_Task:_
What you return should be every record, retyped without a single change.

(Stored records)
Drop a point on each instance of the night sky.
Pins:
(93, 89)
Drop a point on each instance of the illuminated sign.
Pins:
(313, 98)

_Task answer:_
Drop a point on each instance of the night sky.
Pins:
(93, 89)
Drop a point on each instance of the illuminated sign.
Pins:
(313, 98)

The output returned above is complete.